● Work to be completed: Please write out the following records word for word, keeping every line as it appears.

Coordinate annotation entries
— BEGIN —
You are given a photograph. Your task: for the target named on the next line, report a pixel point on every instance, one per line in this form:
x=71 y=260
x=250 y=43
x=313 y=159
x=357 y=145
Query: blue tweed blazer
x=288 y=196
— END —
● Solution to the problem:
You are given a photograph. Your task: for the target named on the next line, report a pixel point on every instance, one per line in this form:
x=71 y=260
x=250 y=43
x=313 y=159
x=357 y=145
Query: blue tweed blazer
x=288 y=196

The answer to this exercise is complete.